Leetcode -- Candy

Scan from both beginning and back, catch the strictly increasing and strictly decreasing ratings. When do the backward scan, be careful that if the current candy at location j is already greater than the expected candy, do not change it.

#include <iostream>  
 #include <vector>  
 using namespace std;  
 class Solution {  
 public:  
  int candy(vector<int> &ratings) {  
   int last = 0;  
   vector<int> candies(ratings.size(), 1);  
   for(int i = 1; i < ratings.size(); ++i) {  
    if(ratings[i] <= ratings[i - 1]) {  
     int num = 1;  
     for(int j = last; j < i; ++j) {  
      candies[j] = num++;  
     }  
     last = i;  
    }  
   }  
   int num = 1;  
   for(int j = last; j < ratings.size(); ++j) {  
    candies[j] = num++;  
   }  
   last = ratings.size() - 1;  
   for(int i = ratings.size() - 2; i >= 0; --i) {  
    if(ratings[i] <= ratings[i+ 1]) {  
     int num = 1;  
     for(int j = last; j > i; --j) {  
      candies[j] = candies[j] > num ? candies[j] : num++;  
     }  
     last = i;  
    }  
   }  
   num = 1;  
   for(int j = last; j >=0; --j) {  
    candies[j] = candies[j] > num ? candies[j] : num++;  
   }  
   int sum = 0;  
   for(int i = 0; i < candies.size(); ++i) {  
    sum+= candies[i];  
   }  
   return sum;  
  }  
 };  
 int main(int argc, char *argv[])  
 {  
  Solution s;  
  vector<int> ratings{2,2,1};  
  std::cout << s.candy(ratings) << std::endl;  
  return 0;  
 }

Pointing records
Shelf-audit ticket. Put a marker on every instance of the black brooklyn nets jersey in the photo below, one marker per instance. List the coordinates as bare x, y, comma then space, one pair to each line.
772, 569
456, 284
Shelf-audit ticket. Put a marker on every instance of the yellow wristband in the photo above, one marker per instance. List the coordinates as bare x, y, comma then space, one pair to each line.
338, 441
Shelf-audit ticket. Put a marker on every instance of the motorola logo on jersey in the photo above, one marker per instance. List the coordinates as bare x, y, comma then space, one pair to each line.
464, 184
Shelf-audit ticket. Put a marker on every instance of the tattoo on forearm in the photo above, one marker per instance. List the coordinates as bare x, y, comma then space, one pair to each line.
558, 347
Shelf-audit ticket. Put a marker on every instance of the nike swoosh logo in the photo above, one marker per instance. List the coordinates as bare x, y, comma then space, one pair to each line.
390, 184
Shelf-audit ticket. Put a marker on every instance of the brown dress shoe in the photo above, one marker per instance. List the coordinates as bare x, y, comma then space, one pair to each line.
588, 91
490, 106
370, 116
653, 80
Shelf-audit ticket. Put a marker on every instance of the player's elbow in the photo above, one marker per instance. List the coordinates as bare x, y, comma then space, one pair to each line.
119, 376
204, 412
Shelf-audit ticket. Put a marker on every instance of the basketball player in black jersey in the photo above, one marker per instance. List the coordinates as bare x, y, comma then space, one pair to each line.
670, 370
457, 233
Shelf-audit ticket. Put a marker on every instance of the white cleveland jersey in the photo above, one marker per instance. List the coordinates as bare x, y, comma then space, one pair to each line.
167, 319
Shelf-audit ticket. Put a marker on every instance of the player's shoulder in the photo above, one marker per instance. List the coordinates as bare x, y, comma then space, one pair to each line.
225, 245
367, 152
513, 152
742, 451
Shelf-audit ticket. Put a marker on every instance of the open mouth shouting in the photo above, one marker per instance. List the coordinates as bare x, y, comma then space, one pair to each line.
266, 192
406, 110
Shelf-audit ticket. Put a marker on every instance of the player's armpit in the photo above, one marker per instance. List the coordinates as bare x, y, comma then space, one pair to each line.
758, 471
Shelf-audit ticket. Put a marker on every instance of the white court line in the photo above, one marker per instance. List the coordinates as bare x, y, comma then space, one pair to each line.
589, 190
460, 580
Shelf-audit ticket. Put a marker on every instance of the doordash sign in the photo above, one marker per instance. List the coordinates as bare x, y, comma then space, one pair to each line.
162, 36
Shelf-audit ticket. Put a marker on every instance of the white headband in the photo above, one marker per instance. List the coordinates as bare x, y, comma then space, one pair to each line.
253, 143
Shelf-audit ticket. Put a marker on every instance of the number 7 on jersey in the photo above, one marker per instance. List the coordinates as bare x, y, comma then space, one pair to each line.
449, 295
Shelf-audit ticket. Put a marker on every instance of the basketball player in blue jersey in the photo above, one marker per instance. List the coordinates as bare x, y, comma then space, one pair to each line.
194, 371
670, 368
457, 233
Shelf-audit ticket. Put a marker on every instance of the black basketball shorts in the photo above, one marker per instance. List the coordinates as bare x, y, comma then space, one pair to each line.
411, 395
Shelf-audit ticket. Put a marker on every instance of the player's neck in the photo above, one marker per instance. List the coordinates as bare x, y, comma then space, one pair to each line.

SET PROBLEM 1
Transcribe the part of the Leetcode Candy post that begins at "Scan from both" and stops after "not change it.".
SET PROBLEM 2
Report how many lines of the entries contain the string "white", counting only matches with the same case, and give nothing but the number.

EXPECTED ANSWER 1
Scan from both beginning and back, catch the strictly increasing and strictly decreasing ratings. When do the backward scan, be careful that if the current candy at location j is already greater than the expected candy, do not change it.

EXPECTED ANSWER 2
3